§ **Brano proposto**:
La vera sapienza ci porta ad esaminare le cose spirituali e ci invita a riconoscere quello che davvero conta nella vita, considerando tutto, ricchezza, onori, successo, benessere, fatiche e preoccupazioni del cuore e affanni, come vanità. La sapienza  che viene dall’alto ci invita a ricercare una felicità duratura, un bene veramente prezioso per il nostro cuore. Siamo esortati a considerare le cose che concretamente possediamo alla luce della Parola di Dio e in relazione con il Signore.

Il credente deve, allora, valutare i beni e ciò che si può avere nella vita, anche se raggiunti con fatica, alla luce della fede e della rivelazione di Dio. Gesù, poi, nel Vangelo ci insegna a diffidare  della ricchezza, soprattutto quando si ricerca o la si ritiene con cupidigia e avarizia: perché la  vita non dipende dall’abbondanza dei beni che si possiedono.

Gesù, attraverso la parabola del ricco possidente, i cui campi avevano dato un abbondante raccolto, e che aveva fatto un programma di vita dicendo a stesso: riposati, mangia, bevi e datti alla gioia, senza fare i conti con la morte che lo avrebbe raggiunto nella notte, ci insegna che si è stolti come quell’uomo perché « si accumulano ricchezze per sé  e non ci si arricchisce davanti a Dio».

Gesù considera stoltezza porre la propria felicità nelle cose. Egli non condanna i beni in quanto tali, ma averli ridotti a meta del proprio vivere e unico scopo per poter avere  gioia e felicità. Aver ridotto i beni e le ricchezze ad idolo allontana da Dio: nel Vangelo l’esperienza dei ricchi, come Zaccheo, Matteo, il giovane ricco, mostra come essi sono lontani da Dio, perché sono concentrati sui loro conti e non si accorgono di Gesù se non quando li chiama ed entra nella loro vita, donando loro la gioia dell’incontro con la salvezza. Quando Gesù viene accolto  libera dalla schiavitù della ricchezza e dei beni. Matteo lascia il banco delle imposte, Zaccheo rimborsa coloro che erano stati da lui defraudati.  Nella parabola dell’amministratore infedele esorta a farsi degli amici con la iniqua ricchezza attraverso l’esercizio delle opere di carità. Ma ciò che è importante per Gesù è aver incontrato lui, averlo riconosciuto come Unico Bene per la propria esistenza, essersi affidati a Lui e alla sua parola.

(Estratti dai registri di segmentazione)
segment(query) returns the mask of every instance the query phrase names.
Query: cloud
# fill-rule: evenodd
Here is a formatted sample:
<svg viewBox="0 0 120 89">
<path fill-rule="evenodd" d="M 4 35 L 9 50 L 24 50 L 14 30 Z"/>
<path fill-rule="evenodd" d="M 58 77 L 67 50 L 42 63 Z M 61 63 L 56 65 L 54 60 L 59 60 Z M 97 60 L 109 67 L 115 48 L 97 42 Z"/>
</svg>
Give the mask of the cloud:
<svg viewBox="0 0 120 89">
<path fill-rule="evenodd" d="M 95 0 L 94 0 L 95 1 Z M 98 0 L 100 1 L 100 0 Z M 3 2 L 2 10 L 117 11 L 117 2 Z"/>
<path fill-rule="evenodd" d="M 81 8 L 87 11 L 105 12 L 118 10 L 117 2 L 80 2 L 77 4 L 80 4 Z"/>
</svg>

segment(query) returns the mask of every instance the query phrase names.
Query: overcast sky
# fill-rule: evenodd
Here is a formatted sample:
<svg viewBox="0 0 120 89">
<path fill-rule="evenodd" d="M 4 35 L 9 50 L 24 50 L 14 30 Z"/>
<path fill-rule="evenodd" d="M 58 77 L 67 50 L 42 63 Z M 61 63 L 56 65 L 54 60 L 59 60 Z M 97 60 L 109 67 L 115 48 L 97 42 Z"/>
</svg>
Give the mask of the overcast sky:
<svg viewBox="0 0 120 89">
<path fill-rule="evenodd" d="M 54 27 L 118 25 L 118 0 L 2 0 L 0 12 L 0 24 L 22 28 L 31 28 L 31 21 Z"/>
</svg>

§ **Attività da svolgere**:
A: Riproduci fedelmente la parte del brano sulla ricchezza che comincia con "La vera sapienza" e termina con "con il Signore.".
B: Stabilisci se ciascuna affermazione concorda con il brano sulla ricchezza, rispondendo sì o no e citando le parole del brano che lo decidono: (i) Gesù condanna i beni in quanto tali; (ii) Matteo lascia il banco delle imposte; (iii) il ricco possidente della parabola aveva fatto i conti con la morte.
C: Scrivi il seguito del brano sulla ricchezza, riprendendo subito dopo la sua ultima frase.

§ **Elenco delle risposte**:
A:
La vera sapienza ci porta ad esaminare le cose spirituali e ci invita a riconoscere quello che davvero conta nella vita, considerando tutto, ricchezza, onori, successo, benessere, fatiche e preoccupazioni del cuore e affanni, come vanità. La sapienza  che viene dall’alto ci invita a ricercare una felicità duratura, un bene veramente prezioso per il nostro cuore. Siamo esortati a considerare le cose che concretamente possediamo alla luce della Parola di Dio e in relazione con il Signore.

B:
(i) No: «Egli non condanna i beni in quanto tali».
(ii) Sì: «Matteo lascia il banco delle imposte».
(iii) No: «senza fare i conti con la morte che lo avrebbe raggiunto nella notte».

C:
 Accumulare tesori per il cielo.

 La ricchezza della fede, riconoscere la signoria di Cristo nella propria vita, lasciarsi guidare dal sua Parola, è certamente per il credente il ricercare  la vera ricchezza. Questo  lo impegna come dice san Paolo a perseguire le cose di lassù in cui si trova il proprio patrimonio.

« Sembrerebbe consolatorio ammettere che nella fede tutti siamo ricchi e dunque appagati anche quando, di fatto, viviamo in condizioni precarie di vita, siamo perseguitati dai debiti e dai mutui, condannati a spendere prima ancora di aver guadagnato, dovendo confidare in rate e cambiali » (Messale delle Domeniche e feste, Elle di ci,Ed 2013). Con il suo insegnamento Gesù non vuole togliere dall’uomo il rispetto per le sue esigenze, i suoi bisogni, le sue necessità, perché a chi lo ascolta egli non rivolge solo le sue parole, ma si prende cura delle sofferenze e delle necessità di tutti gli uomini.

E nelle Beatitudini in cui proclama beati i poveri in spirito non giustifica la miseria, né desidera che l’uomo viva di stenti. Dio, se ha dato all’uomo di trarre dal suolo il nutrimento, non vuole che per l’egoismo di alcuni altri muoiano di fame o abbiano a soffrire. Beato, allora, è chi davanti a Dio sa riconoscersi povero, distaccato dai beni di fortuna o meritatamente guadagnati, e si affida al suo amore di Padre. E’ povero, ma ricco di Dio, colui che sa spogliarsi di tutto e sa vivere in comunione con i fratelli, condividendo con essi tutto quello di cui si dispone, come Gesù che da ricco che era divenne povero per arricchirci della sua ricchezza divina, si è abbassato fino alla morte per elevarci  alla sua gloria e alla dignità divina. Spogliarsi, allora, delle proprie ambizioni, della propria superbia, del desiderio di predominio sugli altri, della cupidigia e dell’avarizia, dell’attaccamento e possesso dei beni materiali significa ottenere più facilmente la vita eterna.

 Prima Lettura: Qo1,2;2,21-23.

Le cose terrene sono inconsistenti, sfumano in un attimo, ed è vano l’affidarvisi. Ogni realtà è intrisa di  inquietudine e di affanno.  Il messaggio di questa pagina biblica è sempre attuale, di fronte alla tentazione  di appoggiarci alle creature, di affannarci vanamente, credendo di trovare sostegno in cose che in realtà sono destinate a scomparire. Quest’esperienza è preziosa, non perché ci deve portare all’impigrimento, all’accidia o al pessimismo desolato e scettico, ma perché sgombra il cuore e lo induce ad affidarsi a Colui che non passa, che resiste nella mutevolezza delle vicende delle creature terrene; in una parola: ad affidarsi a Dio con la povertà e la libertà del cuore.

Seconda Lettura: Col 3,1-5.9-11.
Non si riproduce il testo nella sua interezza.